— Given data —
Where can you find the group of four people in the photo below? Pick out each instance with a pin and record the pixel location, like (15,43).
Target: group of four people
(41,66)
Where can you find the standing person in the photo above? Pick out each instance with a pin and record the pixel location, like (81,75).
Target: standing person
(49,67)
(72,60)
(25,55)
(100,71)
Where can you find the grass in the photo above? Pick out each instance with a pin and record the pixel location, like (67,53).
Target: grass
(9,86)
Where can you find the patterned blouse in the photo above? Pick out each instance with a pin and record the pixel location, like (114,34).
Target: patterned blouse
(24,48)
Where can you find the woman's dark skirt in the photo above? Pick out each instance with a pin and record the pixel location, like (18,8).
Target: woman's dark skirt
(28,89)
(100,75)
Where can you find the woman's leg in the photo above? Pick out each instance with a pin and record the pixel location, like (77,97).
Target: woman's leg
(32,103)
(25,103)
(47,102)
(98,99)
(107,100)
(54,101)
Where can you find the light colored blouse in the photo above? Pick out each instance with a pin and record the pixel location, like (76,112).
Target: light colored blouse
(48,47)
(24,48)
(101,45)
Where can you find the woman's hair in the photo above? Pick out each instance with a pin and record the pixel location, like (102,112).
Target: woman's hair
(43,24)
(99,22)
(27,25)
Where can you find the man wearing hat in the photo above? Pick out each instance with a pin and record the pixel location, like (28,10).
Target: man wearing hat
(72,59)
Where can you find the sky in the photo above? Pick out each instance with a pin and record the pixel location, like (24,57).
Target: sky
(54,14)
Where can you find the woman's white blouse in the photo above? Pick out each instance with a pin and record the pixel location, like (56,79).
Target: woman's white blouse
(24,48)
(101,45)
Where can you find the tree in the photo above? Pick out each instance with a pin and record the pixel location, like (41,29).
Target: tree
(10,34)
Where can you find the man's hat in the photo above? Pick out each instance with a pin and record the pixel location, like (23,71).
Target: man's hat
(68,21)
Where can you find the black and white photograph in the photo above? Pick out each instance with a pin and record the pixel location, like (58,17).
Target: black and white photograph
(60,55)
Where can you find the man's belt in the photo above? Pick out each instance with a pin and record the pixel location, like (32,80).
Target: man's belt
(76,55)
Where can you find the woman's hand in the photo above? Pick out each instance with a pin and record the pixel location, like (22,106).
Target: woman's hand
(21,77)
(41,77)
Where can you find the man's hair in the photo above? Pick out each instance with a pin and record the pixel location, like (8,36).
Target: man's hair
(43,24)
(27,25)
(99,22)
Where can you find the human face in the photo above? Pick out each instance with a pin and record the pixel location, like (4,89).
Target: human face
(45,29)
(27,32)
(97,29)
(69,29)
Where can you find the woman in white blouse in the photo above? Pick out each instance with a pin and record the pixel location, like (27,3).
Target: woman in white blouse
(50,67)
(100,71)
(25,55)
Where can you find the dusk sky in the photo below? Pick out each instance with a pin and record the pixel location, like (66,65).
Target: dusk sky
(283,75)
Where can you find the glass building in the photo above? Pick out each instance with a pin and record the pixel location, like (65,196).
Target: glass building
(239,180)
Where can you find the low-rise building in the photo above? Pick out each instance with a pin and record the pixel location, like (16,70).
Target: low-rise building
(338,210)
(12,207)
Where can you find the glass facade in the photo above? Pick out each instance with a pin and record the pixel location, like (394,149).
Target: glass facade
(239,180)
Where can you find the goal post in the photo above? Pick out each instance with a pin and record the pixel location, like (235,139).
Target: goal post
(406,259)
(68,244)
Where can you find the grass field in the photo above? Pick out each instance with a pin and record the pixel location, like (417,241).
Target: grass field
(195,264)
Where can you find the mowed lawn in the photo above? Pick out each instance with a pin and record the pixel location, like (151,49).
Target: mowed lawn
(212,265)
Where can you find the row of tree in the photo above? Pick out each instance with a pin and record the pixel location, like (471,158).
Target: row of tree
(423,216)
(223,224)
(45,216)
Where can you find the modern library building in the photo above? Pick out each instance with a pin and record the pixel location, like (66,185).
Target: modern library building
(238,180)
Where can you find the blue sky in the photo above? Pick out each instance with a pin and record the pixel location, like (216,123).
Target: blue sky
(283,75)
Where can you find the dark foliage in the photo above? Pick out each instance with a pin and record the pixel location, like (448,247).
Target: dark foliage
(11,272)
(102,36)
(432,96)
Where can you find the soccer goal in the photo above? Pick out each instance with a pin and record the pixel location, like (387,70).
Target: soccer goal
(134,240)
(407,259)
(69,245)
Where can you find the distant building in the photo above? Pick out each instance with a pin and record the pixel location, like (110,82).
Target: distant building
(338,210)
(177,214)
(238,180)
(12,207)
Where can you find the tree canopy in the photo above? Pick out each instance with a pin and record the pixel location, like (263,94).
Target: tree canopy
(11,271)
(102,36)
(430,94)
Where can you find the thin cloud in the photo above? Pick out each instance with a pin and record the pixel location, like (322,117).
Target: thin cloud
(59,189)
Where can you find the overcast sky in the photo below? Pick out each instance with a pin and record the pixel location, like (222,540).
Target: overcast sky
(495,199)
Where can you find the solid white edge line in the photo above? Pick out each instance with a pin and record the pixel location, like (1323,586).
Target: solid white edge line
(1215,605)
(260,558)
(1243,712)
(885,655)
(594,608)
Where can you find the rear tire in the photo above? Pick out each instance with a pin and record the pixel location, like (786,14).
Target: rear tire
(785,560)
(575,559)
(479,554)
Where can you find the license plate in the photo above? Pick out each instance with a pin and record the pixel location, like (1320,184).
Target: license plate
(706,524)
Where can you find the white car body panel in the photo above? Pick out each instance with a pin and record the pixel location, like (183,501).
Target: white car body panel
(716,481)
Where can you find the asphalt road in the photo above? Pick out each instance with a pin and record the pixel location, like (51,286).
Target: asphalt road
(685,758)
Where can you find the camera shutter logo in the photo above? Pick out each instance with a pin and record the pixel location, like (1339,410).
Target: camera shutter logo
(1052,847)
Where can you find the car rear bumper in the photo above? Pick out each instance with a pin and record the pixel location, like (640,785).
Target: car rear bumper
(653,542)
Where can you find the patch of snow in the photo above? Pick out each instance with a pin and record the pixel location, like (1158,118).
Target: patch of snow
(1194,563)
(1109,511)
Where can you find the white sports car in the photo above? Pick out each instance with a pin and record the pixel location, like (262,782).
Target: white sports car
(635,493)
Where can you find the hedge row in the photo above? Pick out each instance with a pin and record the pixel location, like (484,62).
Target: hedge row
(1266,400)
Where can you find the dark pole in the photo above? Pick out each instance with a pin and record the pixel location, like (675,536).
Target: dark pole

— Work instructions —
Check each line of the material for "pole" and report how many have it. Add no other words.

— Result —
2